The graph below displays the daily number of Reddit posts on music subreddits.

In [8]:
"""
Calls get_reddit_date and resulting dataframe will be displayed in the bar
chart for Number of Reddit Posts per day for 2022
"""

df_daily_2022 = get_reddit_date(
    '2022-01-01', '2022-01-01', '2022-08-31', monthly=False)

dx = df_daily_2022["created_utc"].tolist()

days = []
for i in dx:
    date = pd.Timestamp(i)
    days.append(date.day_name())

df_daily_2022['days'] = days

df_daily_2022.sort_values("post_count", ascending=False)

plt.rcParams["figure.figsize"] = (20, 10)
plt.rcParams['figure.dpi'] = 300
plt.rcParams['lines.linewidth'] = 3

ax = sns.barplot(data=df_daily_2022, x='created_utc',
                 y='post_count', color='#66bfd3')
ax.set_facecolor('white')
ax.grid(False)

ax.spines["top"].set_visible(False)
ax.spines["bottom"].set_visible(False)
ax.spines["right"].set_visible(False)
ax.spines["left"].set_visible(False)

for i, label in enumerate(ax.xaxis.get_ticklabels()):
    if i % 7 != 0:
        label.set_visible(False)

· · · ·

(Problems to solve):
**A.** Name every spine of the plot that the Reddit post-count code excerpt hides.
**B.** Continue the Reddit post-count code excerpt from where it stops.

· · · ·

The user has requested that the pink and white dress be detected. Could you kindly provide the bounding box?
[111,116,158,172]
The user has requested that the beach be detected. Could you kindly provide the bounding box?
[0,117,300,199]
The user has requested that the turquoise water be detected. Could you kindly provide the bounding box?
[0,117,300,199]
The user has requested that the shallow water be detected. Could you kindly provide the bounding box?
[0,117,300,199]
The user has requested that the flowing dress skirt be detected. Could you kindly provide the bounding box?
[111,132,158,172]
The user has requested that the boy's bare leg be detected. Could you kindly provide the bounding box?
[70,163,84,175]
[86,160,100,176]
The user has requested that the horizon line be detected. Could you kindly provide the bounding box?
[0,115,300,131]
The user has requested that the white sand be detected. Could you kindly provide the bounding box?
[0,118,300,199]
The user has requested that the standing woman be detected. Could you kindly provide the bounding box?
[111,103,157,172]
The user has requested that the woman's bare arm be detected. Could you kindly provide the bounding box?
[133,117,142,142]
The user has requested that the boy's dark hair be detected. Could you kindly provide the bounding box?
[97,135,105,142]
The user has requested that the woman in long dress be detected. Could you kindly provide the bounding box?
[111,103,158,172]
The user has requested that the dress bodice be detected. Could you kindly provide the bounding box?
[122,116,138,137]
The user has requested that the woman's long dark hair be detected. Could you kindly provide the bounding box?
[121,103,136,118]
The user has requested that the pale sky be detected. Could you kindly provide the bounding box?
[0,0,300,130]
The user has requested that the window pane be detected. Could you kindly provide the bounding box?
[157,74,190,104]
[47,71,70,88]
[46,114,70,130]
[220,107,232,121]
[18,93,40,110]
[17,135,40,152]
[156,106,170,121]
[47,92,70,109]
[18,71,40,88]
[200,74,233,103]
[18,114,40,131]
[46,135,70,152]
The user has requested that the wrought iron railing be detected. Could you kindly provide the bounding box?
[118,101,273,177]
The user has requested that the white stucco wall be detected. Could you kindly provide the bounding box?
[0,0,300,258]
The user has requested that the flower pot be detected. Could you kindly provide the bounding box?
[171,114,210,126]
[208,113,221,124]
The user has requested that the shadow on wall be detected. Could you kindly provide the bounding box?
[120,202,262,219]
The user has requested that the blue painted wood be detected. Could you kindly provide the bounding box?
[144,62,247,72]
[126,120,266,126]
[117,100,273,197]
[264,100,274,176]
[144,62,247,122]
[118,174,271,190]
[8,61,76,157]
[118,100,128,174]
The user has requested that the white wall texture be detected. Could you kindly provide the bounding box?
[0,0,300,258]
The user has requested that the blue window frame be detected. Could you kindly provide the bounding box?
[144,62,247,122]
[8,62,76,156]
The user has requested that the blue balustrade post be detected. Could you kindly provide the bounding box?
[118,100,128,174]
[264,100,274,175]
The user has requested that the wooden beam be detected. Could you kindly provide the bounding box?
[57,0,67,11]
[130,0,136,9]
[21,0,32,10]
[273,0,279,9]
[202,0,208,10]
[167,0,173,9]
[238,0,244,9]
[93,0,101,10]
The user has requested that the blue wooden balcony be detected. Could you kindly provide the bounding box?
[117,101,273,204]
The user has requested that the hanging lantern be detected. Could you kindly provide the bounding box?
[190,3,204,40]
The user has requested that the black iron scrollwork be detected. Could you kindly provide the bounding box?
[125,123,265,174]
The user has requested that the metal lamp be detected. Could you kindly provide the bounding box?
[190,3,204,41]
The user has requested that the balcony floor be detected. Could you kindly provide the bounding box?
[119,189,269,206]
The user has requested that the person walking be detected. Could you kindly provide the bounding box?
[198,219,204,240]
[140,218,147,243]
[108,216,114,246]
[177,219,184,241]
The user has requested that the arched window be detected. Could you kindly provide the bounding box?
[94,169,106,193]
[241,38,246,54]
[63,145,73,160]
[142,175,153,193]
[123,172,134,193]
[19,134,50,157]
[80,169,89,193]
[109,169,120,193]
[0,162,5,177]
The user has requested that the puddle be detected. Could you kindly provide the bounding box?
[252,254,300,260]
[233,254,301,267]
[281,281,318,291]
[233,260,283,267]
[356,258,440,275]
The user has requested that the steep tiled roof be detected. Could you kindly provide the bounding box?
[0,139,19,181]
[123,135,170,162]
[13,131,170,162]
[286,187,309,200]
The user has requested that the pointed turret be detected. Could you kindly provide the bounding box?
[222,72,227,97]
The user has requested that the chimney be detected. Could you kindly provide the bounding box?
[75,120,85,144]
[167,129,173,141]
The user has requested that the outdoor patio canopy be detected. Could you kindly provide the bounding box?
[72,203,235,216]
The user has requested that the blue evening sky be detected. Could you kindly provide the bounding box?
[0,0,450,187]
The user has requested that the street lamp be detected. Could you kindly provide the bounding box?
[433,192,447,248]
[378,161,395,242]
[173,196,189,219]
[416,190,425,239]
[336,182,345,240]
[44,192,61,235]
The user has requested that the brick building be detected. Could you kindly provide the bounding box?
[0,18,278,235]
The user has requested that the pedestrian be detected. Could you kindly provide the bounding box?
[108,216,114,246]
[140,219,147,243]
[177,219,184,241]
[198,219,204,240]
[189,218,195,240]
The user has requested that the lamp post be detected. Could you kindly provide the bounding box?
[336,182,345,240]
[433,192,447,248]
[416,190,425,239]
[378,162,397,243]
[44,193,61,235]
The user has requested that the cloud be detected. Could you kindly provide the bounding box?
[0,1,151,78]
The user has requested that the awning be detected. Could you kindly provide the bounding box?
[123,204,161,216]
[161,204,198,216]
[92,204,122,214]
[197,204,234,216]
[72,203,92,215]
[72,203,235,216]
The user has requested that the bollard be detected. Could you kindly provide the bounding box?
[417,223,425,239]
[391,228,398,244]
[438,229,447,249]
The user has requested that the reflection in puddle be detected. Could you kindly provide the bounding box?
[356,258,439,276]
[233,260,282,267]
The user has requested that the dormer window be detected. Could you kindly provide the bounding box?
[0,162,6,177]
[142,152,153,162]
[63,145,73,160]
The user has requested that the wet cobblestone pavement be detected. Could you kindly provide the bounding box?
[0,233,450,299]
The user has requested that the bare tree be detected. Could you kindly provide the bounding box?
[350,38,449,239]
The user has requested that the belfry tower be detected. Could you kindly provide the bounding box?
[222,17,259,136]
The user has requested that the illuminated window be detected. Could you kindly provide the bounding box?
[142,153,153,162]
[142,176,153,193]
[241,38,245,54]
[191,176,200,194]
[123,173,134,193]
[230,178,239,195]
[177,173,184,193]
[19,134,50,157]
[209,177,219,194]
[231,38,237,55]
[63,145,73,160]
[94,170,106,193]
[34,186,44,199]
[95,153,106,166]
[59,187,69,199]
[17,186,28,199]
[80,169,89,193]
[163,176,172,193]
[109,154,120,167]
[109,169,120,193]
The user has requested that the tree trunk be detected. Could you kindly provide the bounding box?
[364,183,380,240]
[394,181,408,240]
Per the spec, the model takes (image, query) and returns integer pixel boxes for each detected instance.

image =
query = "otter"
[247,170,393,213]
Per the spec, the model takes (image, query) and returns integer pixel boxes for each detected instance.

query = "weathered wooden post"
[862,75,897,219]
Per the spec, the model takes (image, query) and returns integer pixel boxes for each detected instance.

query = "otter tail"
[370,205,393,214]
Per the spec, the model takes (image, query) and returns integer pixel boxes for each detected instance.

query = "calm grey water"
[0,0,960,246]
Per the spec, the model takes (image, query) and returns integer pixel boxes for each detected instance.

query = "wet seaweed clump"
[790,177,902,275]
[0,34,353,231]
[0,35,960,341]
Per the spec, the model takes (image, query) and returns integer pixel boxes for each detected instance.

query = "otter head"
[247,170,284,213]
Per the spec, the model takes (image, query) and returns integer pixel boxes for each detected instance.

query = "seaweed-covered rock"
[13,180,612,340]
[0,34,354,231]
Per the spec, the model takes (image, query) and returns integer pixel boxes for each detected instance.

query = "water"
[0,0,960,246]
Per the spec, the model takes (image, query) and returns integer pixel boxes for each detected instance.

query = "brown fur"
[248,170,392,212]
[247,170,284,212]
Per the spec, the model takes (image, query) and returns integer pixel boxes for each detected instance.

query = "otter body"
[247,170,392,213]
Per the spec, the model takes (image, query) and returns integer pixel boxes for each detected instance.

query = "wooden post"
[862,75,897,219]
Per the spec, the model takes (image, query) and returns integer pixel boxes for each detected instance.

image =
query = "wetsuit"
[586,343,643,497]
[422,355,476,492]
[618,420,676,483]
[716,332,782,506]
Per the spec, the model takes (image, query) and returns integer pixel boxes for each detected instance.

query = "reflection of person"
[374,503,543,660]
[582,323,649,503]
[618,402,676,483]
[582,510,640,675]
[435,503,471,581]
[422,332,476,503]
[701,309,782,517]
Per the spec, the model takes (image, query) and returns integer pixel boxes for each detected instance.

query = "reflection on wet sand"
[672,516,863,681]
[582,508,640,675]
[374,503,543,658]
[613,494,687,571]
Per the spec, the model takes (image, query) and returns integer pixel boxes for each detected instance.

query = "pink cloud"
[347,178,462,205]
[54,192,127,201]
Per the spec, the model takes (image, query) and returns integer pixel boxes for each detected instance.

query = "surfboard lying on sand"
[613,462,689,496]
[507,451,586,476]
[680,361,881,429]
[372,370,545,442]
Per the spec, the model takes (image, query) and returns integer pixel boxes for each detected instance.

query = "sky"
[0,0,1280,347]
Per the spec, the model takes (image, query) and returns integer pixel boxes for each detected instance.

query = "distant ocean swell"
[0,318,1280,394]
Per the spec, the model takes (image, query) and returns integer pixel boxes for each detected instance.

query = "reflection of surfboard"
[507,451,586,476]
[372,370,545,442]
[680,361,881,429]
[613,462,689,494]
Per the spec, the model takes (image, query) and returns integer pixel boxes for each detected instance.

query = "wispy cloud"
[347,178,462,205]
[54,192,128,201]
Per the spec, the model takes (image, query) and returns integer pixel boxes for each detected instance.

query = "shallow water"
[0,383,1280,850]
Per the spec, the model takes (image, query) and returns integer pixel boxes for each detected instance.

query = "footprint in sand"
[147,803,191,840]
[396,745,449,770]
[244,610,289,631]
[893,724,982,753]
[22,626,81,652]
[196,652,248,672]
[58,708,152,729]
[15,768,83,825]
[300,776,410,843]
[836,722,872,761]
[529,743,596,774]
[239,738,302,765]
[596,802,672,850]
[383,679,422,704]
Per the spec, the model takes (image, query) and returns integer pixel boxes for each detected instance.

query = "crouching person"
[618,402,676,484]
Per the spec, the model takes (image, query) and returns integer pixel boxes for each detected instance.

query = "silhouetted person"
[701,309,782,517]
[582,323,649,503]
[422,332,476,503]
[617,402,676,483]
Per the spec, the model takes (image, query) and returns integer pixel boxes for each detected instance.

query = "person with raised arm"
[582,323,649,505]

· · · ·

(Responses in order):
**A.** top, bottom, right, left

**B.**
plt.xticks(rotation=45, fontsize=8)

plt.xlabel("")
plt.ylabel("No. of Posts")
plt.title("Number of Reddit Posts per day for 2022", fontsize=20)
plt.show()

Data suggests that the busiest day for Reddit posts is Friday. This may be because it's also the day for music releases. Or it could be that more people are active on Reddit during Fridays (towards the weekend). Monday records the lowest number of music-related Reddit posts.

In [9]:
"""
Calls get_reddit_date and resulting dataframe will be displayed in the bar
chart for Count of days with greater than 100 music-related Reddit posts.
"""

dx = df_daily_2022["created_utc"].tolist()

days = []
for i in dx:
    date = pd.Timestamp(i)
    days.append(date.day_name())

df_daily_2022['days'] = days
dfcounts_2022_highest = (df_daily_2022.query('200 >= post_count > 100')
                         .sort_values("post_count", ascending=False))
dfcounts_2022_lowest = (df_daily_2022.query('0 <= post_count < 70')
                        .sort_values("post_count"))

df_high_to_plot = dfcounts_2022_highest['days'].value_counts()


sort = {'Monday': 1, 'Sunday': 0, 'Tuesday': 2, 'Wednesday': 3,
        'Thursday': 4, 'Friday': 5, 'Saturday': 6}

sort_l = [5, 2, 4, 3, 6, 0, 1]

df_high_to_plot = df_high_to_plot.set_axis(sort_l)
df_high_to_plot = df_high_to_plot.sort_index()

plt.rcParams["figure.figsize"] = (8, 5)

ax = df_high_to_plot.plot(kind='barh', width=0.8, color='#66bfd3')

ax.spines["top"].set_visible(False)
ax.spines["bottom"].set_visible(False)
ax.spines["right"].set_visible(False)
ax.spines["left"].set_visible(False)

ax.grid(False)

ax.set_xlabel("Count of days")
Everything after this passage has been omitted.